§ Exercise goal
Write the entries out again. Every character must match.

§ Given data

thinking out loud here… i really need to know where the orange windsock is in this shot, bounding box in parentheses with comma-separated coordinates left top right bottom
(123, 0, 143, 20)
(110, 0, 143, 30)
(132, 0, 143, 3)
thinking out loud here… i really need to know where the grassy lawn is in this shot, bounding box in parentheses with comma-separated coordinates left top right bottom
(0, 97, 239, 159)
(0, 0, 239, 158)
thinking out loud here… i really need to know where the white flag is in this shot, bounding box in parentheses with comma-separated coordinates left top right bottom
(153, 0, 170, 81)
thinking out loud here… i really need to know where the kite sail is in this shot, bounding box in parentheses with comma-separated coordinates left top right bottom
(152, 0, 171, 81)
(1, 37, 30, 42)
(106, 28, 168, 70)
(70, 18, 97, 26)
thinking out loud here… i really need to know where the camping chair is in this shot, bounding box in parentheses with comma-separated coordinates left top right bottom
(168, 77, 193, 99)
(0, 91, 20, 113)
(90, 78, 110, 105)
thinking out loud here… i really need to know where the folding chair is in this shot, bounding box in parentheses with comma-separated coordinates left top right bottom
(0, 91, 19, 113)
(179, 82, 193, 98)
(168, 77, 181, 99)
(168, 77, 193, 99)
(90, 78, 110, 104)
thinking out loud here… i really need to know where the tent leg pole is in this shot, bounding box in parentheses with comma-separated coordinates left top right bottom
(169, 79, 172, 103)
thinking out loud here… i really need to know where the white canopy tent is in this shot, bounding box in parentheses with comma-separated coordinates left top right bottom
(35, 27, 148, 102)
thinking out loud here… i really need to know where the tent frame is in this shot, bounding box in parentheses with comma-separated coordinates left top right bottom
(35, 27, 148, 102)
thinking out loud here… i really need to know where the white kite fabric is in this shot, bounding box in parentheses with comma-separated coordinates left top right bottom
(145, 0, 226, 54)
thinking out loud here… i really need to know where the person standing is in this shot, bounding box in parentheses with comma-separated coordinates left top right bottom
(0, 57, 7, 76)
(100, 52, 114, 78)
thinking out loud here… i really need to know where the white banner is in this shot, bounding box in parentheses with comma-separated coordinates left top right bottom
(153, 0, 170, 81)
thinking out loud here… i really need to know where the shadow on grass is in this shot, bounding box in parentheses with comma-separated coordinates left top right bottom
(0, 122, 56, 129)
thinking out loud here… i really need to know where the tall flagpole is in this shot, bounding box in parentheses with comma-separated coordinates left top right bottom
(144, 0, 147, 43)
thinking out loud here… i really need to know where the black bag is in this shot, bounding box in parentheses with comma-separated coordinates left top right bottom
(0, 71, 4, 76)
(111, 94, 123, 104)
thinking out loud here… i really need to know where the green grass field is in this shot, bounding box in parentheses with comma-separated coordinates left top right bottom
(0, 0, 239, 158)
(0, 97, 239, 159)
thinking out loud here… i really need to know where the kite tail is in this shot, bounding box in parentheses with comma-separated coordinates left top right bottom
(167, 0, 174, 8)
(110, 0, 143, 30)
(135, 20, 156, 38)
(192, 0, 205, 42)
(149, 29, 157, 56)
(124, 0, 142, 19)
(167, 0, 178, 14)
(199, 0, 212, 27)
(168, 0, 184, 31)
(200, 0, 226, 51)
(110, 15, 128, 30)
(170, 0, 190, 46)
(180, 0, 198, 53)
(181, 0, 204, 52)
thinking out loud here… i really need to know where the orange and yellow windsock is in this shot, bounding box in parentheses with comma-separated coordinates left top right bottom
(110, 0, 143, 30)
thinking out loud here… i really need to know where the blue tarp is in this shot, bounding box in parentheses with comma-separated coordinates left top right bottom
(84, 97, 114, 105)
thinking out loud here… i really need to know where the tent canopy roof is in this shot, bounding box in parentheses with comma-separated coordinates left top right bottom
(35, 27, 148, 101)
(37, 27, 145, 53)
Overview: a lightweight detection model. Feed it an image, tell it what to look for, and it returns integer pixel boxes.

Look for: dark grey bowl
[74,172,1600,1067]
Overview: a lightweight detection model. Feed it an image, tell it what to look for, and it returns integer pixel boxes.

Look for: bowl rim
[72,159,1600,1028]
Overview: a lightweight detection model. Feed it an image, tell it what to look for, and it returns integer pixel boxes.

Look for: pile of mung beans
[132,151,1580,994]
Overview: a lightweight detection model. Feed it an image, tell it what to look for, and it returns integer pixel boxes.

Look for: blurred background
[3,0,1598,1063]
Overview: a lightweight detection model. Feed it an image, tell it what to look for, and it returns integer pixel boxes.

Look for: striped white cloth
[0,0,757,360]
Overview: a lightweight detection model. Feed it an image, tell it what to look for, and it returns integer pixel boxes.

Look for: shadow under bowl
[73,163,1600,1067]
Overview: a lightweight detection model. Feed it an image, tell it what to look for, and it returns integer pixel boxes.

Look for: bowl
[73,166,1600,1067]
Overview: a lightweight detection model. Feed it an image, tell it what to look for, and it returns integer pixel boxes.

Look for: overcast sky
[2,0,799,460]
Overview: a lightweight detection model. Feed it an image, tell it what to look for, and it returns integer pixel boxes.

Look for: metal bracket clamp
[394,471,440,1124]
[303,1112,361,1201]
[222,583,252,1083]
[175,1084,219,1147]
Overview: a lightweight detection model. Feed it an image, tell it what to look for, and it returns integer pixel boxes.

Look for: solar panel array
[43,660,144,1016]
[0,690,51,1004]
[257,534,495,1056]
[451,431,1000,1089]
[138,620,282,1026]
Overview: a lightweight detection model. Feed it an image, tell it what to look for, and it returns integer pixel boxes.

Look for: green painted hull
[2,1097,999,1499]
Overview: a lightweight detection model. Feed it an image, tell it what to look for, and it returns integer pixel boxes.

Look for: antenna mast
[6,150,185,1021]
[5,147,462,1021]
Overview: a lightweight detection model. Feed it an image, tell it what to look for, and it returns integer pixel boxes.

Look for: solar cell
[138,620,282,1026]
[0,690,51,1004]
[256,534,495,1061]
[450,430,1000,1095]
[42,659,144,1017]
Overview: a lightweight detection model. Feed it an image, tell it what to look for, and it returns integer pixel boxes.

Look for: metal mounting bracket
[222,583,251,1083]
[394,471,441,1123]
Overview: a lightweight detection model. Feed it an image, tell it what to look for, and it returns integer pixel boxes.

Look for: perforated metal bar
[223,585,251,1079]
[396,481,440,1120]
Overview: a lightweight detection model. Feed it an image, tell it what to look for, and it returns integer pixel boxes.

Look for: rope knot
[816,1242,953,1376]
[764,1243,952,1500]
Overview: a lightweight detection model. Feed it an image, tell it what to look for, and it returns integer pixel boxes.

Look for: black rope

§ Result of the exercise
thinking out loud here… i really need to know where the orange windsock is in this shot, bounding box in parentheses with comma-separated coordinates left top right bottom
(123, 0, 143, 20)
(110, 0, 143, 30)
(132, 0, 143, 3)
thinking out loud here… i really need to know where the grassy lawn is in this shot, bounding box in parentheses with comma-separated coordinates left top right bottom
(0, 97, 239, 159)
(0, 0, 239, 158)
thinking out loud here… i really need to know where the white flag is in this shot, bounding box in parentheses with comma-separated coordinates left top right bottom
(153, 0, 170, 81)
thinking out loud here… i really need to know where the kite sail is in this shot, bounding box in parentheses with comma-separated coordinates left top right bottom
(152, 0, 171, 81)
(1, 37, 30, 42)
(106, 28, 168, 70)
(70, 18, 97, 26)
thinking out loud here… i really need to know where the camping chair is in this shot, bounding box in parentheses with comma-separated coordinates left top right bottom
(168, 77, 193, 99)
(0, 91, 20, 113)
(90, 78, 110, 105)
thinking out loud here… i really need to know where the folding chair is in this shot, bounding box in parentheses with comma-separated coordinates left top right bottom
(0, 91, 19, 113)
(179, 82, 193, 98)
(168, 77, 181, 99)
(168, 77, 193, 99)
(90, 78, 110, 104)
thinking out loud here… i really need to know where the tent leg pole is in this shot, bounding box in parentheses with comma-separated coordinates left top right bottom
(169, 79, 172, 103)
thinking out loud here… i really need to know where the white canopy tent is in this shot, bounding box in parentheses with comma-separated coordinates left top right bottom
(35, 27, 148, 102)
thinking out loud here… i really need to know where the tent frame is in this shot, bounding box in parentheses with comma-separated coordinates left top right bottom
(35, 27, 148, 102)
thinking out loud here… i really need to know where the white kite fabric is in this shot, bounding box in parentheses with comma-separated coordinates left top right bottom
(145, 0, 226, 54)
thinking out loud here… i really need to know where the person standing is in this shot, bounding box in parentheses with comma-separated coordinates left top right bottom
(0, 57, 7, 76)
(100, 52, 114, 78)
thinking out loud here… i really need to know where the white banner is in this shot, bounding box in parentheses with comma-separated coordinates left top right bottom
(153, 0, 170, 81)
thinking out loud here… i really need to know where the shadow on grass is in this shot, bounding box in parentheses with comma-separated coordinates left top right bottom
(0, 122, 56, 129)
thinking out loud here… i really need to know where the tall flagpole is in this shot, bounding box in parentheses with comma-separated coordinates left top right bottom
(144, 0, 147, 43)
thinking out loud here… i really need to know where the black bag is in this shot, bounding box in parentheses with comma-separated coordinates left top right bottom
(0, 71, 4, 76)
(111, 94, 123, 104)
thinking out loud here… i really need to know where the green grass field is in this shot, bounding box in parentheses with comma-separated coordinates left top right bottom
(0, 0, 239, 158)
(0, 97, 239, 159)
thinking out loud here… i really need to know where the kite tail is in this shot, bounding box in parentheses with comma-separated coordinates left top right bottom
(167, 0, 174, 8)
(110, 0, 143, 30)
(135, 20, 156, 38)
(192, 0, 205, 42)
(149, 29, 157, 56)
(124, 0, 142, 19)
(167, 0, 178, 14)
(199, 0, 212, 27)
(168, 0, 184, 31)
(200, 0, 226, 51)
(110, 15, 128, 30)
(170, 0, 190, 46)
(180, 0, 198, 53)
(181, 0, 204, 52)
thinking out loud here… i really need to know where the orange and yellow windsock is in this shot, bounding box in parentheses with comma-separated coordinates left top right bottom
(110, 0, 143, 30)
thinking out loud here… i really need to know where the blue tarp is in this shot, bounding box in parentheses with comma-separated coordinates left top right bottom
(84, 97, 114, 105)
thinking out loud here… i really need to know where the tent canopy roof is in this shot, bounding box in parentheses with comma-separated coordinates left top right bottom
(35, 27, 148, 101)
(37, 27, 145, 53)
Overview: a lightweight detection model. Feed it an image, tell it what to look for, and it returns integer pixel boxes.

Look for: dark grey bowl
[74,172,1600,1067]
Overview: a lightweight detection model. Feed it an image, tell it what to look for, and it returns integer pixel boxes.

Look for: bowl rim
[72,159,1600,1028]
Overview: a lightweight detection model. Feed it an image, tell it what to look for, and it returns integer pixel boxes.

Look for: pile of mung beans
[132,151,1580,994]
Overview: a lightweight detection model. Feed it an image, tell it what to look for, and it returns integer pixel boxes.

Look for: blurred background
[3,0,1598,1063]
Overview: a lightweight detection model. Feed it an image, tell it what to look for, and it returns integer pixel boxes.

Look for: striped white cloth
[0,0,757,360]
Overview: a lightweight detection model. Feed it an image, tell it what to look for, and it returns integer pixel boxes.

Look for: shadow under bowl
[73,163,1600,1067]
Overview: a lightweight detection model. Feed it an image, tell it what to look for, and it returns integer pixel boxes.

Look for: bowl
[73,166,1600,1067]
Overview: a lightweight detection model. Feed it an image, tell it what to look for, and it returns integer pixel boxes.

Look for: overcast sky
[2,0,799,460]
Overview: a lightweight detection model. Feed it an image, tell it what to look for, and it returns integer pixel boxes.

Look for: metal bracket clamp
[394,471,440,1124]
[303,1112,361,1201]
[222,583,252,1083]
[175,1084,219,1147]
Overview: a lightweight detection model. Feed it an image, tell it what to look for, and it returns integer pixel boxes.

Look for: solar panel array
[43,660,144,1016]
[0,690,51,1004]
[257,534,495,1056]
[451,431,1000,1089]
[138,620,282,1026]
Overview: a lightweight detection model. Feed it an image, tell it what to look for, and it returns integer pixel boxes.

Look for: green painted hull
[2,1097,999,1499]
Overview: a lightweight detection model. Feed it an image, tell it what to look for, and it returns integer pixel boxes.

Look for: antenna mast
[6,150,185,1021]
[5,147,462,1021]
Overview: a lightweight detection model. Feed it an image, tell it what to look for, and it returns integer pixel boxes.

Look for: solar cell
[138,620,282,1026]
[0,690,51,1004]
[256,534,495,1061]
[450,430,1000,1095]
[42,659,144,1017]
Overview: a lightweight detection model. Feed it an image, tell it what to look for, and it returns integer pixel boxes.

Look for: metal mounting bracket
[222,583,251,1083]
[394,471,441,1123]
Overview: a lightweight detection model. Feed it an image, tell it what to look for, and it returns integer pixel boxes.

Look for: perforated metal bar
[223,585,251,1079]
[396,481,440,1120]
Overview: a lightweight detection model. Feed it an image, tell it what to look for, and it returns integer pixel boxes.

Look for: rope knot
[816,1242,953,1376]
[764,1243,952,1500]
Overview: a lightweight detection model. Feed it an image, tell it what to look for, and it returns integer pixel boxes.

Look for: black rope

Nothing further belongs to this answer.